• Document segment:
▬▬▬

From: vijaykakkars at gmail.com (Vijay Kakkar)
Date: Mon, 27 Apr 2015 12:14:46 +0530
Subject: [Linux-cluster] Working of a two-node cluster
In-Reply-To: <553DD24B.2070407@cisco.com>
References: <553A3315.2050508@cisco.com>
	<CAE7pJ3DzLen4ze3Yb=ZkFq_XMch0Wcid=FqXj7C5rjaLHCumFQ@mail.gmail.com>
	<553A3CBC.2050909@cisco.com>
	<CAOAQVaF=Nq8Xzs=hdz0h8wdvLRCa-WqZY2cm+DC_V9d2X=8RUA@mail.gmail.com>
	<553DCDF9.7080308@cisco.com>
	<CAE7pJ3C3y3fXYm4oG5_mQ+6LJ7qQxCvK1DUorDQzgYrC6cuLAg@mail.gmail.com>
	<553DD24B.2070407@cisco.com>
Message-ID: <CAOAQVaGW+dYB8_Pv3PkkHohaKJfKAid5HRhZt07qoKjy+kTsJQ@mail.gmail.com>

You should look for qdisk now.I hope this will be helpful.

On Mon, Apr 27, 2015 at 11:38 AM, Jatin Davey <jashokda at cisco.com> wrote:

>  Yes , I did restart it.
>
>
> On 4/27/2015 11:31 AM, emmanuel segura wrote:
>
> did you restarted the cluster after added the delay parameter?
>
> 2015-04-27 7:49 GMT+02:00 Jatin Davey <jashokda at cisco.com> <jashokda at cisco.com>:
>
>  Ok , i tried with delay but it has not helped. I guess i have to try using
> quorum disk now.
>
> Thanks
> Jatin
>
> On 4/24/2015 7:06 PM, Vijay Kakkar wrote:
>
> You may need to delay the fencing ( delay=seconds ) or use quorum disk if
> delaying the fencing doesn't help.

▬▬▬

Copy everything in the cluster email from "You should look" down to "did restart it.".

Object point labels
▬▬▬

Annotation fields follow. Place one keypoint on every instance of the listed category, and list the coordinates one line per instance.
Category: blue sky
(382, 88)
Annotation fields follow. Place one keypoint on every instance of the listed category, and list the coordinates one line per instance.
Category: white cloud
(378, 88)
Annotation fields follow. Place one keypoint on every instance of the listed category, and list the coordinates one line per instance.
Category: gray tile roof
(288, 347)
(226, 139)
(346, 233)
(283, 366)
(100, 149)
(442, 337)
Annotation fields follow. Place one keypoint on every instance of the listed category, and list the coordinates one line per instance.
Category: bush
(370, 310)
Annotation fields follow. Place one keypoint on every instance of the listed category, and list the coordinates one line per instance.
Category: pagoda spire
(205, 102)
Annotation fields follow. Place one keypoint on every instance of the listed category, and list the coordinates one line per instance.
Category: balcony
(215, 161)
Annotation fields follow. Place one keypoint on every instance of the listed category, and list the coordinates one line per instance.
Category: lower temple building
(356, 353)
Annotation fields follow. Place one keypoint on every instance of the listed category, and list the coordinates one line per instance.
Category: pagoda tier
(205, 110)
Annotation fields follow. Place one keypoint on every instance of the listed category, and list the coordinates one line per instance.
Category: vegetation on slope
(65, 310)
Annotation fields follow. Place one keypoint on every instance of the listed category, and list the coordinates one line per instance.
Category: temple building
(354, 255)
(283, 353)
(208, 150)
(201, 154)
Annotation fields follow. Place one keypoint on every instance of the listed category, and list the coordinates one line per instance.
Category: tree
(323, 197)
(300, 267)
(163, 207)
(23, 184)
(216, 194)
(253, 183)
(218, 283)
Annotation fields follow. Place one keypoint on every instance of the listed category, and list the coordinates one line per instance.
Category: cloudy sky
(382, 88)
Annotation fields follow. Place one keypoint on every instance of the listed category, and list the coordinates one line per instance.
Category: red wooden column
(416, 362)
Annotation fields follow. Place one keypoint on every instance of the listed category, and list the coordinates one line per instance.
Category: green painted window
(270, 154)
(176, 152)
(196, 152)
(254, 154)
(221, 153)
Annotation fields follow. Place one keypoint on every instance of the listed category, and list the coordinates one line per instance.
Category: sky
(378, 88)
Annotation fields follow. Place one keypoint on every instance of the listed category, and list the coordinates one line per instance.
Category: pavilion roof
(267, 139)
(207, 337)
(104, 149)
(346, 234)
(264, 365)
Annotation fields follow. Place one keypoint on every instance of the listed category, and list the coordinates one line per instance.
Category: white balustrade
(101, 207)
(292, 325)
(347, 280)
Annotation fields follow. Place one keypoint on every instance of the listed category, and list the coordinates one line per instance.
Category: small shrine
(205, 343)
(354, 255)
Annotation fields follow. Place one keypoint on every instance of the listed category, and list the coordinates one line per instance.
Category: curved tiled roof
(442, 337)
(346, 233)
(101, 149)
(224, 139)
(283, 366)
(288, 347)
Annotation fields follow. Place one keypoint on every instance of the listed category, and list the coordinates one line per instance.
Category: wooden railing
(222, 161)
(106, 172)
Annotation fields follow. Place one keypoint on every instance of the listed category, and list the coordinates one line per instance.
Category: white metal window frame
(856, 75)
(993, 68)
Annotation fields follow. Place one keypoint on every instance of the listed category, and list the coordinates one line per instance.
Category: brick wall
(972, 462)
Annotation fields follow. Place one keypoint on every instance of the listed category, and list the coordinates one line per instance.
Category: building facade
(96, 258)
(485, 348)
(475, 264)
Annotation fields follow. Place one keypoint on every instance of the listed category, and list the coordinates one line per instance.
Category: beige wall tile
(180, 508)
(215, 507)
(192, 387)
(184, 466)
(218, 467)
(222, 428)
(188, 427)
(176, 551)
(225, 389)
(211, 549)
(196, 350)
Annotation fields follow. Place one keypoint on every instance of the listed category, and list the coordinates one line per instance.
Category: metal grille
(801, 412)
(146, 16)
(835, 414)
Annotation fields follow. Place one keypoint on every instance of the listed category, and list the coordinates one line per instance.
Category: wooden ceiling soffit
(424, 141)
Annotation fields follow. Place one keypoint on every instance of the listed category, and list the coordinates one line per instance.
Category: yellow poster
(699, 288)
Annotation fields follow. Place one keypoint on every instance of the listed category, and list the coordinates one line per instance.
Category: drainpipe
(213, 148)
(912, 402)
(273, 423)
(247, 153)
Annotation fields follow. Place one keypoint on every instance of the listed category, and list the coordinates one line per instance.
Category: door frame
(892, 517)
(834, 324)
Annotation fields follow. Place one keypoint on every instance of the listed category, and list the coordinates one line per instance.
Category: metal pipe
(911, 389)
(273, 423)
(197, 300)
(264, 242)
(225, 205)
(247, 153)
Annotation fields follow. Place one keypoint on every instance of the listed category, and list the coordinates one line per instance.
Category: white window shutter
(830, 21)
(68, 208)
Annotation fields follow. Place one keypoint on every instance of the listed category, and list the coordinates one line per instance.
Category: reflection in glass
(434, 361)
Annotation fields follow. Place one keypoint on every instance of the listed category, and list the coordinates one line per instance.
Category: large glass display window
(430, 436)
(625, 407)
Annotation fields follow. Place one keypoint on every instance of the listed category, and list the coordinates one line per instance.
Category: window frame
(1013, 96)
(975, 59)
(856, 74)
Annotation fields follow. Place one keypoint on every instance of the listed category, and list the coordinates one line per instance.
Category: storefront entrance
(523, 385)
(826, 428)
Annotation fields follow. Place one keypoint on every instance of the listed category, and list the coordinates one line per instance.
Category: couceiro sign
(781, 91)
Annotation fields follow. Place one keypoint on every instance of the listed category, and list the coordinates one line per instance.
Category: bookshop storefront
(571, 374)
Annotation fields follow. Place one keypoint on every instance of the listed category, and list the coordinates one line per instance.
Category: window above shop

▬▬▬

• Worked answer:
You should look for qdisk now.I hope this will be helpful.

On Mon, Apr 27, 2015 at 11:38 AM, Jatin Davey <jashokda at cisco.com> wrote:

>  Yes , I did restart it.